- [Work request]: Retype every line from the start of the entries below down to the line with "<point>292,489</point>", both ends included; skip the pictures.

[[ Data in this exercise open ]]

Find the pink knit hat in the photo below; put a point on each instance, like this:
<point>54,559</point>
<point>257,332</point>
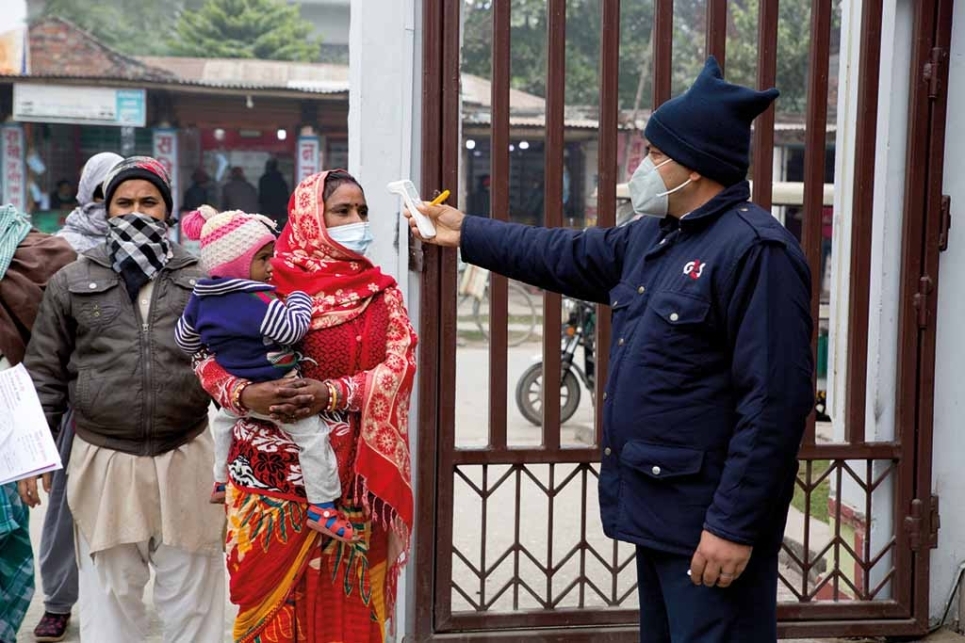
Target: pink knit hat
<point>229,240</point>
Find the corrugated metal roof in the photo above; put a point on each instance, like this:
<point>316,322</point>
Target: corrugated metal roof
<point>243,73</point>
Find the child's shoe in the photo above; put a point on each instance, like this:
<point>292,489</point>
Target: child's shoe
<point>326,518</point>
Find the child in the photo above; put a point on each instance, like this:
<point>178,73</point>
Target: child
<point>237,316</point>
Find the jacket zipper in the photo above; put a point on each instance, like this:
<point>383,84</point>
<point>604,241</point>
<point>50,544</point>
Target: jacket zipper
<point>147,329</point>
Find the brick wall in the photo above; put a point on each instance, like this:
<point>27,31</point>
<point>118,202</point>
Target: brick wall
<point>59,48</point>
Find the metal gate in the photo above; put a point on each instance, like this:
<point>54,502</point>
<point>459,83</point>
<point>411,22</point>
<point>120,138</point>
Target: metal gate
<point>509,542</point>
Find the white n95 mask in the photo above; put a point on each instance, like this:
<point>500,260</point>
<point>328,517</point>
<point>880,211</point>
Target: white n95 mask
<point>357,237</point>
<point>647,190</point>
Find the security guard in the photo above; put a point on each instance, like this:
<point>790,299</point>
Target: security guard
<point>710,379</point>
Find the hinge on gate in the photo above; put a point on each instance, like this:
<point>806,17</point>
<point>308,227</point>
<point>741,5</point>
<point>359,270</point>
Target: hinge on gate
<point>920,301</point>
<point>932,71</point>
<point>934,523</point>
<point>921,519</point>
<point>945,224</point>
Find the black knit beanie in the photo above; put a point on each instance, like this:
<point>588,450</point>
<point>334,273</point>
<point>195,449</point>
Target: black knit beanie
<point>707,129</point>
<point>139,167</point>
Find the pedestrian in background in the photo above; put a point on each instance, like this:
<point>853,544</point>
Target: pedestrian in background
<point>201,192</point>
<point>238,194</point>
<point>273,194</point>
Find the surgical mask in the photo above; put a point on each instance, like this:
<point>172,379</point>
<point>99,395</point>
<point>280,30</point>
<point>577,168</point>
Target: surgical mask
<point>356,237</point>
<point>648,193</point>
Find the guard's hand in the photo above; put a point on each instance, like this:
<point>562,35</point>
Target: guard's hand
<point>27,489</point>
<point>717,561</point>
<point>448,222</point>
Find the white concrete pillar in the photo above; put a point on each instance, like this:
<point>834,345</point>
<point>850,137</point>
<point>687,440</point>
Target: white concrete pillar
<point>949,435</point>
<point>885,261</point>
<point>385,58</point>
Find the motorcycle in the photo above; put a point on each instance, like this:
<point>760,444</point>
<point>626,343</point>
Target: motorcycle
<point>579,330</point>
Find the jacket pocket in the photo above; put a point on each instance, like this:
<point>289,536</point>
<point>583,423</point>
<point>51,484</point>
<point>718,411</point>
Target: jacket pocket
<point>678,336</point>
<point>179,291</point>
<point>680,309</point>
<point>661,462</point>
<point>664,495</point>
<point>95,301</point>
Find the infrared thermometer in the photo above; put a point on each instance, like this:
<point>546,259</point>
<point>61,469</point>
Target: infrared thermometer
<point>410,196</point>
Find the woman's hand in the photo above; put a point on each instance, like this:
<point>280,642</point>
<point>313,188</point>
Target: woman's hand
<point>448,222</point>
<point>27,488</point>
<point>286,400</point>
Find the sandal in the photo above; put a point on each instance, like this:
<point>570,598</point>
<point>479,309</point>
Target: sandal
<point>336,525</point>
<point>52,627</point>
<point>217,494</point>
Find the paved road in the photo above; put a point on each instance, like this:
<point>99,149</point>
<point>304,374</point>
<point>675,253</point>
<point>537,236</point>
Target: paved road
<point>471,414</point>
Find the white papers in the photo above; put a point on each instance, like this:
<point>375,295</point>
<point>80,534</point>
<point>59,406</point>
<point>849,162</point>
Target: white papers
<point>26,446</point>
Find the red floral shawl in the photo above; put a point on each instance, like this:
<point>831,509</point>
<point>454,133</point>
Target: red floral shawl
<point>342,284</point>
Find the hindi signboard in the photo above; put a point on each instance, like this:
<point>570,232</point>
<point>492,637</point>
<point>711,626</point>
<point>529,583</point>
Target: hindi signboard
<point>13,173</point>
<point>79,105</point>
<point>308,159</point>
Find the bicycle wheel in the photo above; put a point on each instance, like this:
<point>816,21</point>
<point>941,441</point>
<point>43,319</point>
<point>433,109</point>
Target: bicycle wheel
<point>522,315</point>
<point>529,398</point>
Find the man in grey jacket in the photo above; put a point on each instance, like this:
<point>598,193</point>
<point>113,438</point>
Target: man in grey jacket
<point>139,471</point>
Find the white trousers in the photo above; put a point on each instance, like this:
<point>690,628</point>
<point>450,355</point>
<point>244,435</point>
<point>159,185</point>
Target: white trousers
<point>189,593</point>
<point>316,456</point>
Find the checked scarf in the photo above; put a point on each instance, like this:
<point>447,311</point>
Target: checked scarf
<point>139,249</point>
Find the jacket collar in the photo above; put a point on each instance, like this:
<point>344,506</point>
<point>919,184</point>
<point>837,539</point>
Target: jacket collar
<point>725,200</point>
<point>181,259</point>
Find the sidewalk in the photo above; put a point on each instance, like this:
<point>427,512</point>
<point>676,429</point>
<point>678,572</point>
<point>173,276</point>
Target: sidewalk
<point>36,609</point>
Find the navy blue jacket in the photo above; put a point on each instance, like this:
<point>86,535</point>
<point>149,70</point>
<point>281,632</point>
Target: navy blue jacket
<point>710,376</point>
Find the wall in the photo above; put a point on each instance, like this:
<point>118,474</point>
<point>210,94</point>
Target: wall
<point>949,449</point>
<point>330,19</point>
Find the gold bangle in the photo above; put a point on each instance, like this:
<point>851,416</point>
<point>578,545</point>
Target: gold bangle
<point>332,396</point>
<point>236,397</point>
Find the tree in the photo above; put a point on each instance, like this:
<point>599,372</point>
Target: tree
<point>263,29</point>
<point>133,27</point>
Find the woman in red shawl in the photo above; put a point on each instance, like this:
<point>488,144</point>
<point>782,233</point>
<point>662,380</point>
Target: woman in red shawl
<point>290,582</point>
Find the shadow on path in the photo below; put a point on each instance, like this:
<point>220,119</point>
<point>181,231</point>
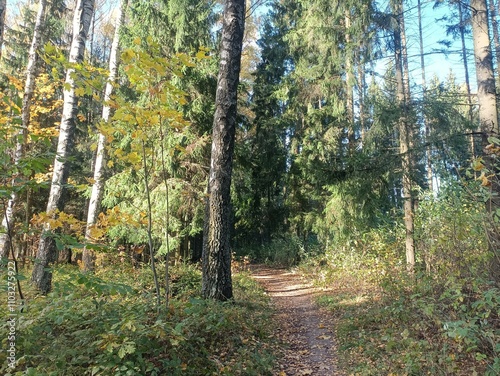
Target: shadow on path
<point>301,324</point>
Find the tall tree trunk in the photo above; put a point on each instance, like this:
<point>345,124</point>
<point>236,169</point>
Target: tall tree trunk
<point>46,255</point>
<point>496,37</point>
<point>21,137</point>
<point>216,282</point>
<point>488,115</point>
<point>405,130</point>
<point>362,94</point>
<point>351,133</point>
<point>427,127</point>
<point>467,77</point>
<point>3,9</point>
<point>100,161</point>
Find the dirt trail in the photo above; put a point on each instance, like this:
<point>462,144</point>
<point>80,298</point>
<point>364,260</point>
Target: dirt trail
<point>300,324</point>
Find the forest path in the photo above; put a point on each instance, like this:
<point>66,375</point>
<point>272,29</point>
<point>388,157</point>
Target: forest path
<point>300,323</point>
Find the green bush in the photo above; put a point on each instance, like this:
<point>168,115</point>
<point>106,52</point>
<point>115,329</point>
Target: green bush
<point>90,325</point>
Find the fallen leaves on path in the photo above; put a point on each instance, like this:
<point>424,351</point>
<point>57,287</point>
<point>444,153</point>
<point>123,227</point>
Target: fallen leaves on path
<point>304,329</point>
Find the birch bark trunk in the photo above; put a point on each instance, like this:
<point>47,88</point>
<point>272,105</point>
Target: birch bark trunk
<point>405,131</point>
<point>46,254</point>
<point>21,137</point>
<point>88,257</point>
<point>3,9</point>
<point>488,117</point>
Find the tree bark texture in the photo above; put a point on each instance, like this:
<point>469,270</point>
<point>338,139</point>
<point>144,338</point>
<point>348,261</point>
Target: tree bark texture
<point>405,132</point>
<point>466,73</point>
<point>21,137</point>
<point>3,10</point>
<point>216,260</point>
<point>494,28</point>
<point>46,255</point>
<point>88,257</point>
<point>488,117</point>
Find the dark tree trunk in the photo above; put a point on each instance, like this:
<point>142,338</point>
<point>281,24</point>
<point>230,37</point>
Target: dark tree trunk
<point>216,283</point>
<point>488,118</point>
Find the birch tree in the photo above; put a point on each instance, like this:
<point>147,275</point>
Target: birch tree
<point>216,282</point>
<point>405,129</point>
<point>3,9</point>
<point>21,137</point>
<point>488,114</point>
<point>46,254</point>
<point>100,161</point>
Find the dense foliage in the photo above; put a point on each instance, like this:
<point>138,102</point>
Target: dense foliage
<point>345,162</point>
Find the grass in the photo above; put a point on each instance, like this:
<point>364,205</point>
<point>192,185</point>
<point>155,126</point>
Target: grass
<point>399,325</point>
<point>108,324</point>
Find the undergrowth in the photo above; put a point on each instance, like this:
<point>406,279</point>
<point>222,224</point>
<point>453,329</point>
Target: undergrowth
<point>441,320</point>
<point>108,324</point>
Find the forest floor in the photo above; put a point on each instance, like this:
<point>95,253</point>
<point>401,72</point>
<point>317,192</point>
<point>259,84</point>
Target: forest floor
<point>306,330</point>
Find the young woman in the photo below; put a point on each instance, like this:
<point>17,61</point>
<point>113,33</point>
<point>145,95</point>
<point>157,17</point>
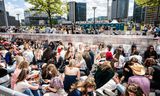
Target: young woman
<point>22,85</point>
<point>20,66</point>
<point>83,88</point>
<point>81,63</point>
<point>55,87</point>
<point>72,74</point>
<point>134,90</point>
<point>103,74</point>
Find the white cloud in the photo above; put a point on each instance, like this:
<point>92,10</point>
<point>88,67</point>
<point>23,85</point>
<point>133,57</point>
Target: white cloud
<point>14,9</point>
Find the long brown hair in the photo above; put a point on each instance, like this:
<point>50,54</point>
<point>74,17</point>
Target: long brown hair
<point>23,74</point>
<point>52,68</point>
<point>134,88</point>
<point>23,65</point>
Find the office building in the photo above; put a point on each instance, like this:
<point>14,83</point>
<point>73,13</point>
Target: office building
<point>34,18</point>
<point>138,13</point>
<point>151,15</point>
<point>77,11</point>
<point>11,19</point>
<point>119,9</point>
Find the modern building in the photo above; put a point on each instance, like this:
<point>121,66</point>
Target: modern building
<point>119,9</point>
<point>152,16</point>
<point>34,18</point>
<point>77,11</point>
<point>138,13</point>
<point>11,19</point>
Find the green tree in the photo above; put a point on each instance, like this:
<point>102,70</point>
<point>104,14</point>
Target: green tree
<point>50,7</point>
<point>145,3</point>
<point>149,3</point>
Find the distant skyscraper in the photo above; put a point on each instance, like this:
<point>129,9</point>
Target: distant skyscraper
<point>5,19</point>
<point>119,9</point>
<point>138,13</point>
<point>77,11</point>
<point>151,15</point>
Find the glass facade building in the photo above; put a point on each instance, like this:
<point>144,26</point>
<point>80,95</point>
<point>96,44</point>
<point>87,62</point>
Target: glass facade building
<point>77,11</point>
<point>119,9</point>
<point>80,11</point>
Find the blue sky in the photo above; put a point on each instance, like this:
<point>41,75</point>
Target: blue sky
<point>18,6</point>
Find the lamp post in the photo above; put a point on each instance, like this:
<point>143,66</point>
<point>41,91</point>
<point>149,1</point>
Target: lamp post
<point>5,14</point>
<point>18,19</point>
<point>94,9</point>
<point>108,9</point>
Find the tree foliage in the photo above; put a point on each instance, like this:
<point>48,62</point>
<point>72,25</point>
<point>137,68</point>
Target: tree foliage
<point>50,7</point>
<point>145,3</point>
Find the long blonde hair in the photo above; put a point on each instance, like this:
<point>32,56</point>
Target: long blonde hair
<point>52,68</point>
<point>72,63</point>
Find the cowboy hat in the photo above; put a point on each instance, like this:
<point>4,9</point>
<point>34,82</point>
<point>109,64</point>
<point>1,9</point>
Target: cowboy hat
<point>138,69</point>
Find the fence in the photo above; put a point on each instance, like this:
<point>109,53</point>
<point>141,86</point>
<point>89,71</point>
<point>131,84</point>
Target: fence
<point>9,92</point>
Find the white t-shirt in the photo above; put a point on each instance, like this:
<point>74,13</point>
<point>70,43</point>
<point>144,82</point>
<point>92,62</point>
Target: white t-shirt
<point>21,86</point>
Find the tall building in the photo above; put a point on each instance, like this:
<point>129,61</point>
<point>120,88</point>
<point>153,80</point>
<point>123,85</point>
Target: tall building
<point>151,15</point>
<point>77,11</point>
<point>138,13</point>
<point>119,9</point>
<point>32,18</point>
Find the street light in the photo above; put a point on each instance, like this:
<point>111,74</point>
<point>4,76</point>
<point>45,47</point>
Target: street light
<point>94,9</point>
<point>18,19</point>
<point>5,14</point>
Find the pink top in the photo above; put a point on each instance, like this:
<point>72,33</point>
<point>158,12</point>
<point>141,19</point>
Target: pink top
<point>14,77</point>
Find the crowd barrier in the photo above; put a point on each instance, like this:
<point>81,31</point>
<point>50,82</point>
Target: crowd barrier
<point>9,92</point>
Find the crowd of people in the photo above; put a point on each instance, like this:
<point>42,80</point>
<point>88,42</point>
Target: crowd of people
<point>43,68</point>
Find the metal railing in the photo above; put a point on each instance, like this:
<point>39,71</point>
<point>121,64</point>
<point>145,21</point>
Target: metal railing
<point>9,92</point>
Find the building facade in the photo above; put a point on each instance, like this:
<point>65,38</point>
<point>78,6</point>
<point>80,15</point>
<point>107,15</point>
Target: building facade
<point>138,13</point>
<point>35,19</point>
<point>11,19</point>
<point>77,11</point>
<point>119,9</point>
<point>152,15</point>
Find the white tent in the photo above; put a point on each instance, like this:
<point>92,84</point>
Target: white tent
<point>114,21</point>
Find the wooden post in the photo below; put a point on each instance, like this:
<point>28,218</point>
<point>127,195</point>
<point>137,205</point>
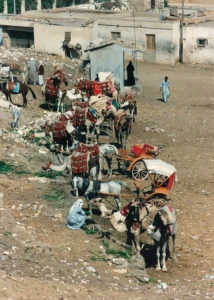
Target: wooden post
<point>5,12</point>
<point>54,4</point>
<point>181,35</point>
<point>23,7</point>
<point>39,4</point>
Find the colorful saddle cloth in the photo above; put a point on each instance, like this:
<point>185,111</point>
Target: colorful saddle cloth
<point>13,87</point>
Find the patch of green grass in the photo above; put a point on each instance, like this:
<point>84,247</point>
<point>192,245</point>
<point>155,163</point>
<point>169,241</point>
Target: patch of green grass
<point>90,231</point>
<point>8,233</point>
<point>8,168</point>
<point>97,256</point>
<point>153,280</point>
<point>116,253</point>
<point>48,174</point>
<point>56,198</point>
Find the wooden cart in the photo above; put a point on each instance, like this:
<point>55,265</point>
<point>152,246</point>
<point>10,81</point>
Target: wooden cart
<point>133,160</point>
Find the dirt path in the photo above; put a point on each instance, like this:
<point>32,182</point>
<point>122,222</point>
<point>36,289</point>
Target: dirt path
<point>42,259</point>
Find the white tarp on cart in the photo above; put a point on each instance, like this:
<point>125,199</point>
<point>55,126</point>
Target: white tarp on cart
<point>160,167</point>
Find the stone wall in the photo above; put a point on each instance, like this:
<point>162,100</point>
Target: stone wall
<point>195,53</point>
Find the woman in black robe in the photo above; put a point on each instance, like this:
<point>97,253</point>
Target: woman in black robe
<point>130,74</point>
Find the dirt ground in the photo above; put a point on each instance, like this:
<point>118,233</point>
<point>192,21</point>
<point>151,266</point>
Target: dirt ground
<point>42,259</point>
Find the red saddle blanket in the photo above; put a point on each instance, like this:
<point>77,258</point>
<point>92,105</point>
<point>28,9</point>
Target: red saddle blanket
<point>80,162</point>
<point>92,87</point>
<point>50,89</point>
<point>92,148</point>
<point>139,149</point>
<point>80,117</point>
<point>59,129</point>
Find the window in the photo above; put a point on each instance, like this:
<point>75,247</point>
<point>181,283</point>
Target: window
<point>202,42</point>
<point>152,4</point>
<point>67,36</point>
<point>150,41</point>
<point>115,35</point>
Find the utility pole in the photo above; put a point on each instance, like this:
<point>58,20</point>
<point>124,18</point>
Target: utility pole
<point>14,6</point>
<point>135,45</point>
<point>181,35</point>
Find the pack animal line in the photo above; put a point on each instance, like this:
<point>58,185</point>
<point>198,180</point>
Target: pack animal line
<point>159,223</point>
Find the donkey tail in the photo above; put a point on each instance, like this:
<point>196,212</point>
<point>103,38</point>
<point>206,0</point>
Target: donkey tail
<point>32,92</point>
<point>125,185</point>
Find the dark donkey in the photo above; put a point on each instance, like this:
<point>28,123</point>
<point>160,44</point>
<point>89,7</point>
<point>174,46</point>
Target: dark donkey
<point>122,127</point>
<point>23,89</point>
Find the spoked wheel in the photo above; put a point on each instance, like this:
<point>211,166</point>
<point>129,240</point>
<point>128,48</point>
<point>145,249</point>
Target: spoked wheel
<point>139,171</point>
<point>61,157</point>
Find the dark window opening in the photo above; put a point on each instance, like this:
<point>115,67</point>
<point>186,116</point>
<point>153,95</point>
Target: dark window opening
<point>67,36</point>
<point>202,42</point>
<point>115,35</point>
<point>150,42</point>
<point>152,4</point>
<point>21,39</point>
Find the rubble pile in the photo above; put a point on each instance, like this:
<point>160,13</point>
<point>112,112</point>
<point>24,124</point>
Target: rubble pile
<point>71,66</point>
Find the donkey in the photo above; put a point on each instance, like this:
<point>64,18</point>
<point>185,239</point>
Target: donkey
<point>23,89</point>
<point>105,152</point>
<point>91,188</point>
<point>134,219</point>
<point>122,127</point>
<point>163,226</point>
<point>93,167</point>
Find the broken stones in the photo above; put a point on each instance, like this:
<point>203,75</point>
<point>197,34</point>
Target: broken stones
<point>136,268</point>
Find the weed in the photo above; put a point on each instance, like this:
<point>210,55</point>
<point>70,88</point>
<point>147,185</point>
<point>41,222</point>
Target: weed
<point>48,174</point>
<point>116,253</point>
<point>55,198</point>
<point>153,280</point>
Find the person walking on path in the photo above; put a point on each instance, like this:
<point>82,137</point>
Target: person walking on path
<point>32,71</point>
<point>164,87</point>
<point>76,217</point>
<point>41,73</point>
<point>130,74</point>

[[ Data in this exercise closed ]]

- [Answer box]:
Find the pink knit hat in the photo below; put a point on each instance, like this:
<point>54,559</point>
<point>257,332</point>
Target: pink knit hat
<point>229,240</point>
Find the corrugated metal roof in the photo above; put a point on each instance, like this:
<point>316,322</point>
Target: corrugated metal roof
<point>243,73</point>
Find the child's shoe in the photo above; put a point on each instance, like this:
<point>292,489</point>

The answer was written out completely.